• _WORKING DATA_
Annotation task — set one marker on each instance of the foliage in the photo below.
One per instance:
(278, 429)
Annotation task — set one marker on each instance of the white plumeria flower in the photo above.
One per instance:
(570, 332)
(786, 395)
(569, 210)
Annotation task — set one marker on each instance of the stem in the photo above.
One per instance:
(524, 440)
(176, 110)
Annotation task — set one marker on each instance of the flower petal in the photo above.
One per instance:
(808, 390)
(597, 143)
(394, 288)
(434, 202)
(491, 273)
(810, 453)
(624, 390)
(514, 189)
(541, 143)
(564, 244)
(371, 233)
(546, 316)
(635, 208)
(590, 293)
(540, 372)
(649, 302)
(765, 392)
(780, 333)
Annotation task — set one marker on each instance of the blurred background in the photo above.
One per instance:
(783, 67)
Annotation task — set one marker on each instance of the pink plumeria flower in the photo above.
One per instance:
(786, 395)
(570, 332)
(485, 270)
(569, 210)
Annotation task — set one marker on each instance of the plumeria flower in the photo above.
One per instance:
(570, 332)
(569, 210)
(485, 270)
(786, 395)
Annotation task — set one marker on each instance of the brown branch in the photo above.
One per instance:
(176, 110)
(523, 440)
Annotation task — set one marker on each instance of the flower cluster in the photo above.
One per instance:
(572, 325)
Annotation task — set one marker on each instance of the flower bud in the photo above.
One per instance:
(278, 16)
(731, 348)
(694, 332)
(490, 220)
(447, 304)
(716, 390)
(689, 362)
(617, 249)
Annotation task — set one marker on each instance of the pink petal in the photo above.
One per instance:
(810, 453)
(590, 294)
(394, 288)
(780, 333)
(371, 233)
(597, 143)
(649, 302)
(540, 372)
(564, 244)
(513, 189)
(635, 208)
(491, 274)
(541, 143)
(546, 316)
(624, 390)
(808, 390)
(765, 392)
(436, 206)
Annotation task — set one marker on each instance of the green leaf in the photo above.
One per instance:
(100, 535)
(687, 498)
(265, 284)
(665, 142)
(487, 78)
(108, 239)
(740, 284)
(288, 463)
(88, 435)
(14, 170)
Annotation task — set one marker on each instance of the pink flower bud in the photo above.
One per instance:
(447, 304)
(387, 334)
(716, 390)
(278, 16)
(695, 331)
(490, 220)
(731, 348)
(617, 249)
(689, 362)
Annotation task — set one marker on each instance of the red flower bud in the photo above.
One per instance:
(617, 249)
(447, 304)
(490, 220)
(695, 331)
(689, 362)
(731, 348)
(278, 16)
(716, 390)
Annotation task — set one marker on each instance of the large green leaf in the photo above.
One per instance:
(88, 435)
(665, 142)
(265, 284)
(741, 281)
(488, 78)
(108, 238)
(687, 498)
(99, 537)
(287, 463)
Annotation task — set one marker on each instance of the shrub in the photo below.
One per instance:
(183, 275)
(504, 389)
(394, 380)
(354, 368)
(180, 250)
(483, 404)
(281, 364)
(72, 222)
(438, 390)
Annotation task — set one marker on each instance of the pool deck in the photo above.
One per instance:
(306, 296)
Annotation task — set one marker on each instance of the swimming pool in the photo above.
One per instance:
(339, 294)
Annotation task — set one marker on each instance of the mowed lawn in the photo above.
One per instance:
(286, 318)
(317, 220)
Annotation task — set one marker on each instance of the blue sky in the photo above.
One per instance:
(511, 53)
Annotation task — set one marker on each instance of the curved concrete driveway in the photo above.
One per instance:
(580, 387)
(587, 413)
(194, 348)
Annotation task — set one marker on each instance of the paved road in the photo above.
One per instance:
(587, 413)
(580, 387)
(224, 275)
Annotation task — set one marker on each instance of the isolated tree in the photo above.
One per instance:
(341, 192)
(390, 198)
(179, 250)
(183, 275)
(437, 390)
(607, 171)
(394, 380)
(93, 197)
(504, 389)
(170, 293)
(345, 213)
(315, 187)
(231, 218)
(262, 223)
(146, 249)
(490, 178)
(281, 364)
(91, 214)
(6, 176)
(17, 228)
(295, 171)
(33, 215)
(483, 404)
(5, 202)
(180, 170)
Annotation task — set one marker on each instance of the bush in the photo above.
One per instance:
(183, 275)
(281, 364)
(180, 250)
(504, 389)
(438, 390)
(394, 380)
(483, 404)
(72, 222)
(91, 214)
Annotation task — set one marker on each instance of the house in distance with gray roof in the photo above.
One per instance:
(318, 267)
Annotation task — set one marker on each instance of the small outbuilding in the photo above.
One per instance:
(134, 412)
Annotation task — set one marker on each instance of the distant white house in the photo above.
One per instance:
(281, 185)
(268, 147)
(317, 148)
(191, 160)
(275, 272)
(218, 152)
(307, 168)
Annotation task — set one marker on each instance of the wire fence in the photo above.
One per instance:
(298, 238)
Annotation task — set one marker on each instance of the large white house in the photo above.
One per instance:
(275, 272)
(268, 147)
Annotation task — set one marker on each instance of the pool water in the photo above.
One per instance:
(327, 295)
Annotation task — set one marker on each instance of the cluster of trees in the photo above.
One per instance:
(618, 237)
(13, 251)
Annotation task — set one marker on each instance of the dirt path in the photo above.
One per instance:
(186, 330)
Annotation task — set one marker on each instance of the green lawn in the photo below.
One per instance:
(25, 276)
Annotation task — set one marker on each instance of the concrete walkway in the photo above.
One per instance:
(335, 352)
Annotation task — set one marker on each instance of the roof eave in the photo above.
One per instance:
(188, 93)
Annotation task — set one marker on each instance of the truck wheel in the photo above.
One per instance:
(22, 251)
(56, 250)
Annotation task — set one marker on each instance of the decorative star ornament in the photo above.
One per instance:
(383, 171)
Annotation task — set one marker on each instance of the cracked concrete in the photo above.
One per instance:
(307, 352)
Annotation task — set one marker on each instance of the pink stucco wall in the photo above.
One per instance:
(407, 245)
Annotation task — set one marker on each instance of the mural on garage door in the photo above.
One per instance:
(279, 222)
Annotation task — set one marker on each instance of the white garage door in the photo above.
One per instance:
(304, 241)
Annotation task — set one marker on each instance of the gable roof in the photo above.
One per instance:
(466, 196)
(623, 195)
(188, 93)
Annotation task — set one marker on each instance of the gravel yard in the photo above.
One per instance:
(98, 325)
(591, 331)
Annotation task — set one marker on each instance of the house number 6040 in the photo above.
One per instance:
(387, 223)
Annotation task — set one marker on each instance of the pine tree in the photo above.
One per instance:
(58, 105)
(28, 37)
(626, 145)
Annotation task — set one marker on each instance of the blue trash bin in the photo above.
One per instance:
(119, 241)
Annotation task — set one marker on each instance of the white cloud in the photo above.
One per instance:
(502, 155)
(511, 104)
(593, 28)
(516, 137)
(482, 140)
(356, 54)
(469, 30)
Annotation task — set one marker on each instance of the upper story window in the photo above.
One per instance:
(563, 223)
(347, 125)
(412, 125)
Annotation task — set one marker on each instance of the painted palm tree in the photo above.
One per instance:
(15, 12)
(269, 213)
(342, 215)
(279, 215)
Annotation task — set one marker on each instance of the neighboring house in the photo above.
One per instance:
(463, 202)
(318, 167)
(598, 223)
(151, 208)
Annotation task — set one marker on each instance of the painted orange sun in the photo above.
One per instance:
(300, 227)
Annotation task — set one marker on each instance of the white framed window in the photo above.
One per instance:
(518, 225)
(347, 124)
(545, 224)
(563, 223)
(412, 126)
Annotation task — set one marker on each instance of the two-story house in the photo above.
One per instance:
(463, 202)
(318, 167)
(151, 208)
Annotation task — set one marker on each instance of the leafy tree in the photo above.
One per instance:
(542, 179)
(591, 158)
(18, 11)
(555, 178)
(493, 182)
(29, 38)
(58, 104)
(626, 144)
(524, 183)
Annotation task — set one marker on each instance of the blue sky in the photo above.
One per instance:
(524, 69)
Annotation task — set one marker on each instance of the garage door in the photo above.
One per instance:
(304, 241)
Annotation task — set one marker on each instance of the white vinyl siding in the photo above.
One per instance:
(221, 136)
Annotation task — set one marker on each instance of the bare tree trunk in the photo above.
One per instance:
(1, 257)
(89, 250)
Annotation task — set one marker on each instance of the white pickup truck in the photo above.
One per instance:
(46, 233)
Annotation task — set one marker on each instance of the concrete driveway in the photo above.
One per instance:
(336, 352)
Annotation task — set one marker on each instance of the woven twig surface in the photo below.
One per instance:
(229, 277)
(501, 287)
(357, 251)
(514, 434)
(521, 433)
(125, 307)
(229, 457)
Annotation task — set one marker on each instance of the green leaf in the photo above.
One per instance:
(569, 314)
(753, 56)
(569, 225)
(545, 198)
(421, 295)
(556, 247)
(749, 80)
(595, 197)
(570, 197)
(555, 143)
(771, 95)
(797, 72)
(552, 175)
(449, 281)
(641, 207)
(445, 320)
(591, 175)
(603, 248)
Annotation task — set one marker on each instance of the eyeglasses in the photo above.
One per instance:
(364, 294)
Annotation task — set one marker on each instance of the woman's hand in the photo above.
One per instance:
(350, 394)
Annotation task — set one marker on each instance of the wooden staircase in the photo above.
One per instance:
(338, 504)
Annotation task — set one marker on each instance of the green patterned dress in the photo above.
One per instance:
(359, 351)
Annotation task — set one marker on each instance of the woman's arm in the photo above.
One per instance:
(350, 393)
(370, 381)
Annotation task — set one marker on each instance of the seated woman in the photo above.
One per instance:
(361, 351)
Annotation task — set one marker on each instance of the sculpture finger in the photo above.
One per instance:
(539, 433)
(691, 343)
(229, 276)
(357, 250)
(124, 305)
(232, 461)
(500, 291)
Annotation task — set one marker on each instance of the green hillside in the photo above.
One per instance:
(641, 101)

• _WHAT IS EXPECTED_
Copy only the stretch running from the line containing "truck in the photo above." to the final line of the entries, both ends included, exactly as it stands.

• _OUTPUT_
Annotation task — set one marker on each instance of the white pickup truck in the photo above.
One per instance:
(46, 233)
Annotation task — set one marker on each instance of the concrete driveway in the photo above.
One per instance:
(336, 352)
Annotation task — set one marker on each instance of the woven twig surface in the photo below.
One per instance:
(229, 277)
(501, 287)
(357, 251)
(514, 434)
(521, 433)
(125, 307)
(229, 457)
Annotation task — set one marker on each instance of the green leaf in the photo above.
One per instance:
(569, 314)
(753, 56)
(569, 225)
(545, 198)
(421, 295)
(556, 247)
(749, 80)
(595, 197)
(570, 197)
(555, 143)
(771, 95)
(797, 72)
(552, 175)
(449, 281)
(641, 207)
(445, 320)
(591, 175)
(603, 248)
Annotation task — set one marker on each instance of the eyeglasses in the photo above.
One per instance:
(364, 294)
Annotation task — set one marker on each instance of the woman's hand in the photo above.
One per instance:
(350, 394)
Annotation task — set one marker on each instance of the wooden staircase in the photo above.
One per instance:
(338, 504)
Annotation task — set one marker on each instance of the green patterned dress in the photo above.
One per instance:
(359, 351)
Annotation task — set one marker on each instance of the woman's arm in the photo above.
One per instance:
(350, 393)
(370, 381)
Annotation task — set one marker on each instance of the seated woman in the photo above.
One per instance:
(361, 351)
Annotation task — set one marker on each instance of the sculpture finger in the photo above.
One per instance:
(539, 433)
(691, 343)
(229, 276)
(357, 250)
(124, 305)
(232, 461)
(500, 291)
Annotation task — set one marker on each instance of the green hillside in the photo above.
One per instance:
(641, 101)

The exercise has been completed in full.